▶ _YOUR GOAL_
Reproduce every line below exactly as written; do not include the images.
(Beginning of DATA PROVIDED)
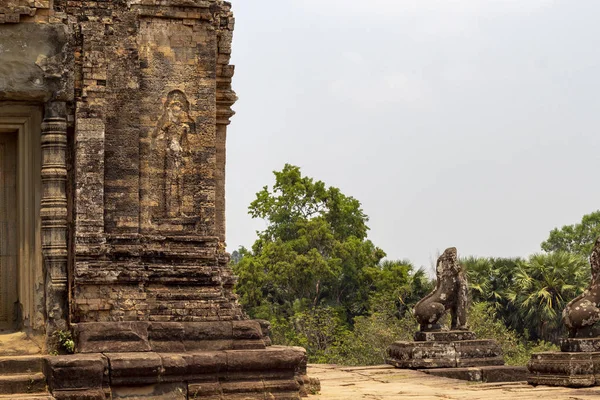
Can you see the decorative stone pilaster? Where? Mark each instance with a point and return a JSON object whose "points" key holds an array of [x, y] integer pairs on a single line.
{"points": [[226, 97], [54, 217]]}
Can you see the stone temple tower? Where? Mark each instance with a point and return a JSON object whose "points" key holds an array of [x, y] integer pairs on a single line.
{"points": [[113, 119]]}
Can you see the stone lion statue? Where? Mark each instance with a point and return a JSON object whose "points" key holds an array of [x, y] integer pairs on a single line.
{"points": [[450, 293], [582, 313]]}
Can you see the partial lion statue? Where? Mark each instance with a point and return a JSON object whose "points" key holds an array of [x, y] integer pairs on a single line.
{"points": [[583, 312], [450, 293]]}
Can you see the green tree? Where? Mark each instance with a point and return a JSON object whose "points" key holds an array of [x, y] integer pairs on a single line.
{"points": [[540, 290], [314, 251], [577, 238]]}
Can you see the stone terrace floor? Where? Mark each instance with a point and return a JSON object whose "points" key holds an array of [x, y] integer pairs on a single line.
{"points": [[385, 382]]}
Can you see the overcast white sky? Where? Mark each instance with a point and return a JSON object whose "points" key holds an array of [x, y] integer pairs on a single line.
{"points": [[467, 123]]}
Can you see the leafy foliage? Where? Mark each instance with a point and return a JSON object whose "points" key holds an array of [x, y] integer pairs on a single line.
{"points": [[323, 285], [577, 238]]}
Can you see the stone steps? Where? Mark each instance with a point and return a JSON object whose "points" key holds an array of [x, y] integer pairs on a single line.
{"points": [[20, 365], [491, 374], [21, 377], [23, 383]]}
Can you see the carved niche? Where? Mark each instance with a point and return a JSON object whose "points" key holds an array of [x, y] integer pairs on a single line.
{"points": [[173, 177]]}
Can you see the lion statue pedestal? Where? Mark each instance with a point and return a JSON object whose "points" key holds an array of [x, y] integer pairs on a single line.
{"points": [[451, 352], [578, 362]]}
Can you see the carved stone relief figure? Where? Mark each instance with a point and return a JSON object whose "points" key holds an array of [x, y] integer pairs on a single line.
{"points": [[450, 293], [171, 141], [583, 312]]}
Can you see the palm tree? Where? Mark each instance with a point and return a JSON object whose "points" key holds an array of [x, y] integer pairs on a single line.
{"points": [[540, 289]]}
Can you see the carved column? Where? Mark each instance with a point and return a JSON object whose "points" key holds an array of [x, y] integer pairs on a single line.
{"points": [[54, 216], [226, 97]]}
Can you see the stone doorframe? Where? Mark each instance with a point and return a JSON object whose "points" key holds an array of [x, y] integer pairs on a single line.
{"points": [[42, 220], [26, 122]]}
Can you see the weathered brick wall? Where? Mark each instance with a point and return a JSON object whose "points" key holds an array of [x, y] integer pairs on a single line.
{"points": [[149, 240], [148, 91]]}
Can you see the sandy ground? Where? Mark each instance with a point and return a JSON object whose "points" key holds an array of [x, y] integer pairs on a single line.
{"points": [[386, 382]]}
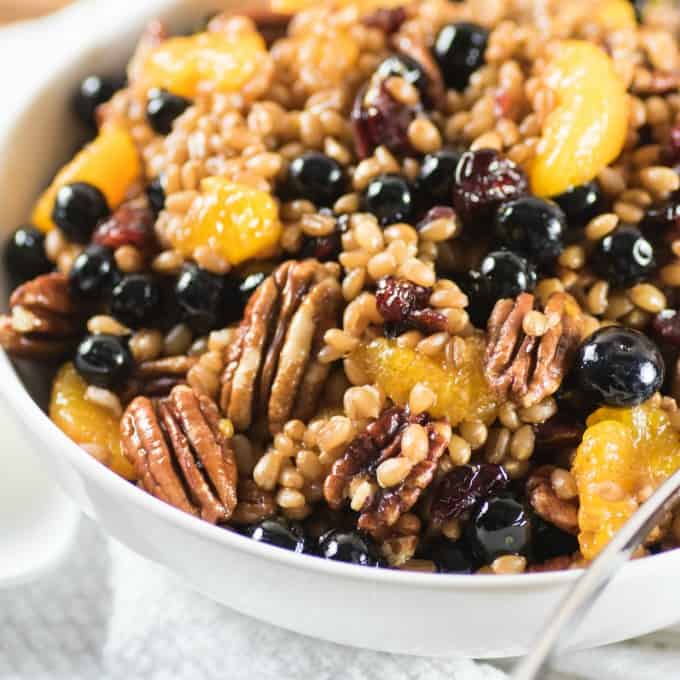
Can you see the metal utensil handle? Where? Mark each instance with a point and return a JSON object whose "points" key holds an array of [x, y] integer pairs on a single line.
{"points": [[589, 587]]}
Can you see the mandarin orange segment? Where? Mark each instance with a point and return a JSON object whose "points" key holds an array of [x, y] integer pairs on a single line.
{"points": [[462, 392], [633, 448], [235, 221], [110, 162], [614, 15], [587, 129], [224, 61], [84, 421]]}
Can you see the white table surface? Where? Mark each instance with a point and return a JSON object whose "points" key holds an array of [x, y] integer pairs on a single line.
{"points": [[107, 614]]}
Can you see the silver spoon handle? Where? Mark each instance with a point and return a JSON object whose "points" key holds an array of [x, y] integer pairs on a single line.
{"points": [[595, 579]]}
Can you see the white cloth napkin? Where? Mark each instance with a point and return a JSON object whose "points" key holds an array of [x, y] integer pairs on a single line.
{"points": [[107, 614]]}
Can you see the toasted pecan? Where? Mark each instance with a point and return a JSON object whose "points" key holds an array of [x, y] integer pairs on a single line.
{"points": [[180, 454], [272, 370], [527, 368], [44, 321], [380, 441]]}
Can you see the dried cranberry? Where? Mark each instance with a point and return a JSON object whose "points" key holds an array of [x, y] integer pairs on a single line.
{"points": [[131, 225], [670, 155], [403, 305], [484, 180], [388, 20], [666, 327], [439, 212], [464, 487], [380, 120]]}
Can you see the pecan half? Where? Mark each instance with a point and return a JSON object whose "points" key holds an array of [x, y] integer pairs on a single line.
{"points": [[272, 370], [180, 454], [527, 368], [131, 224], [43, 321], [380, 441], [547, 504]]}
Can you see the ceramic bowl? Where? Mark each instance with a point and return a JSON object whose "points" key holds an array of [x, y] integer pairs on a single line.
{"points": [[427, 614]]}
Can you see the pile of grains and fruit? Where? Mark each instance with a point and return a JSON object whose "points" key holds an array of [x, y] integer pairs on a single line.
{"points": [[391, 283]]}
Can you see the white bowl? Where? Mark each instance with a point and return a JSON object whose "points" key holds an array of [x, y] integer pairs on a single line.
{"points": [[474, 616]]}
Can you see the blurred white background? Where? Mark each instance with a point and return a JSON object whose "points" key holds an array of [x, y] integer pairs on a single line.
{"points": [[14, 10]]}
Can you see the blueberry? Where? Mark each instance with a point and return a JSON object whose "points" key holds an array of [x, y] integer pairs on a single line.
{"points": [[404, 67], [549, 542], [502, 274], [93, 274], [25, 256], [618, 367], [459, 50], [580, 204], [349, 546], [104, 360], [623, 258], [437, 176], [317, 178], [156, 195], [92, 92], [199, 296], [78, 208], [276, 533], [450, 557], [499, 526], [507, 274], [390, 198], [162, 108], [136, 300], [249, 285], [532, 227]]}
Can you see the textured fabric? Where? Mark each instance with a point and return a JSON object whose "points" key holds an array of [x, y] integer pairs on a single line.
{"points": [[107, 614]]}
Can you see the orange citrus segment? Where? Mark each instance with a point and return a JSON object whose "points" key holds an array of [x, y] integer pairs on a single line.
{"points": [[84, 421], [110, 162], [614, 15], [587, 129], [223, 61], [235, 221], [462, 392], [634, 448]]}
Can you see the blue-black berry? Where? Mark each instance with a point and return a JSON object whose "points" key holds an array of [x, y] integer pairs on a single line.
{"points": [[104, 361], [78, 207], [618, 367], [25, 256]]}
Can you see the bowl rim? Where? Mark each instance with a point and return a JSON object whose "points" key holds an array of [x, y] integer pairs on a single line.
{"points": [[32, 417]]}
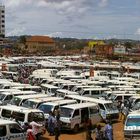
(End of DATA PROVIDED)
▶ _ANSWER TO THE PROBLEM_
Can you see the decorative stone pilaster? Where? Mark each instance with a point and return a JSON object whose "points" key holds an array of [x, y] integer pairs on a single line.
{"points": [[226, 97], [54, 217]]}
Can you see the stone temple tower? Where? Mark each instance with a point and return a JSON object whose "points" key holds an array of [x, y] integer pairs on a single line.
{"points": [[113, 119]]}
Can you see the stone lion statue? Where? Mark each instance with a point and return a JSON object whose "points" key holds an array of [x, y] integer pairs on a single line.
{"points": [[450, 293], [582, 313]]}
Can you see the partial lion statue? Where? Mark each instance with a point and return a JSON object whose "points" key holds an array of [x, y] integer pairs on a single line.
{"points": [[583, 312], [450, 293]]}
Can you see the green tree? Where? Mark each instance with a point and return a JSON object whose "points" key holds an array of [x, y] integer pairs on a single line.
{"points": [[540, 290], [314, 251], [577, 238]]}
Can you see the stone terrace floor? Where? Mark each instance with a point and return a JSON object whose "points" key holds an array of [x, y] integer pairs on a single line.
{"points": [[385, 382]]}
Can you see the overcast white sky? Where? Mark each instance with a point and return a JSON object whose "points" key holds an array of [x, y] integer pairs on a single line.
{"points": [[467, 123]]}
Can you see the leafy foliage? Where? Mark each instance with a point and return a JSON object whose "points" key holds an array of [x, y] integer pairs on a single line.
{"points": [[323, 285], [577, 238]]}
Can you see the stone steps? Where? Mark each instance with a point and return a JSON object whose "points" key holds an array of [x, y] integer pairs on a single line.
{"points": [[20, 365], [491, 374], [21, 377], [23, 383]]}
Can you see the carved niche? Where? Mark each instance with a point and return a JSON object whose "points" key holds an array of [x, y] integer pairs on a single line.
{"points": [[173, 177]]}
Can you see the lion statue pedestal? Where? Mark each instance with a point and return a JSON object whose "points" key holds an array of [x, y] integer pairs on a single line.
{"points": [[451, 352], [578, 362]]}
Can you see the carved stone relief figure? Where? Mark each instance with a point and return a JSON object whose "points" key holds an array of [x, y] integer pairs on a single line.
{"points": [[450, 293], [171, 141], [583, 312]]}
Can you see the palm tree? Where? Mark each instance with a point and return a JSON object whose "points" key holds an array of [x, y] integer pairs on a single line.
{"points": [[540, 289]]}
Can you see the carved column? Where? Mark each instance with a point and return a JSON object whose "points" key holds an array of [x, y] integer pairs on a single line.
{"points": [[54, 216], [226, 97]]}
Can you see the stone doorframe? Where? Mark each instance with a point and return a JSON object whose "points" key holds an array of [x, y] integer pairs on a single line.
{"points": [[42, 220], [26, 122]]}
Can you see the weathered brick wall? Where? Mark each instance with a point and return a JSON object whose "points" key holds an array of [x, y] integer pairs on a single line.
{"points": [[149, 240], [148, 91]]}
Can you see the sandy ground? Where? Mark each instance with a point and return a JSON object whose "points" key holds an array of [x, y] integer pairs on a single line.
{"points": [[386, 382]]}
Can you see the metal utensil handle? Where? Mark each instance with a point and return a JSON object whose "points" key holds an array of [x, y] integer pairs on a single line.
{"points": [[589, 587]]}
Can you see the mandarin orange segment? Where? Mark each instance with a point and return a JSON object whose "points" key holds an array of [x, y] integer pairs on a single line.
{"points": [[462, 392], [633, 448], [235, 221], [110, 162], [614, 15], [587, 129], [224, 61], [84, 421]]}
Can you see the white table surface? Where? Mark each instance with a point and return a JSON object whose "points" key holds an array of [x, y] integer pairs on a single line.
{"points": [[107, 614]]}
Can you see the silver spoon handle? Where? Mark each instance with a point and return a JSON object whose "points" key holds an array of [x, y] integer pairs on a single line.
{"points": [[595, 579]]}
Can you see the white cloth napkin? Where? Mark each instance with a point and return a JSON object whose "points" key holds an array of [x, y] integer pairs on a single line.
{"points": [[107, 614]]}
Can you see the toasted pecan? Where? Mark each instance with a point and return a JSON object whose "points" key holds an array of [x, y] integer pairs on a single line.
{"points": [[180, 454], [272, 370], [527, 368], [44, 321], [380, 441]]}
Can you see the dried cranberry? Where? Mark each instance with a point and return a JSON object whose "points" key holds an array of [x, y] integer pairs on a single line.
{"points": [[131, 225], [670, 155], [403, 305], [484, 180], [388, 20], [666, 327], [439, 212], [464, 487], [380, 120]]}
Can you see the pecan half? Where? Mark each instance with a point and return a JSON object whose "points" key holds an array of [x, y] integer pairs on a single line.
{"points": [[272, 370], [180, 454], [527, 368], [131, 224], [43, 321], [380, 441], [547, 504]]}
Can you see the ceramic bowl? Where? Mark each instance with a point and return a JSON object whose "points" key holds an array of [x, y] integer pairs on a single line.
{"points": [[427, 614]]}
Can you see the pile of grains and fruit? Where? Mark each instance with a point and return a JSON object whose "points" key holds an array of [x, y] integer pairs on a single line.
{"points": [[391, 283]]}
Can you see the white bowl? Where? Mark each instance with a point and return a JSON object whose "points" key holds an array of [x, y] integer pairs on a single line.
{"points": [[474, 616]]}
Can you see the blurred white background? Where? Mark each instance with a point and return a JSON object whose "points" key holds an array of [x, y] integer pairs on a single line.
{"points": [[14, 10]]}
Can you see the blueberry? Where? Mark each instance with a point and return a JSON object whose "points" key holds an array of [x, y] integer pairs on a single line.
{"points": [[404, 67], [549, 542], [502, 274], [93, 274], [25, 256], [618, 367], [459, 50], [580, 204], [349, 546], [104, 360], [623, 258], [437, 176], [317, 178], [156, 195], [92, 92], [199, 296], [78, 208], [276, 533], [450, 557], [499, 526], [507, 274], [390, 198], [162, 108], [136, 300], [249, 285], [532, 227]]}
Can you see the textured fabric? Where? Mark each instance with a point and return a JSON object whose "points" key holds an array of [x, y] integer pairs on a single line.
{"points": [[107, 614]]}
Can you see the orange citrus segment? Where? Mark each instance with a point and return a JSON object whose "points" key holds an array of [x, y] integer pairs on a single line.
{"points": [[84, 421], [110, 162], [614, 15], [587, 129], [223, 61], [235, 221], [462, 392], [634, 448]]}
Can you see the blue-black berry? Where? Mark each instance with a point and return a JSON object whose "points" key holds an array of [x, y] integer pairs on a single line.
{"points": [[104, 361], [78, 207], [618, 367], [25, 256]]}
Can you see the bowl rim? Where? Mark each instance with a point and return a JSON object whose "points" key holds an array of [x, y] integer pairs on a single line.
{"points": [[32, 417]]}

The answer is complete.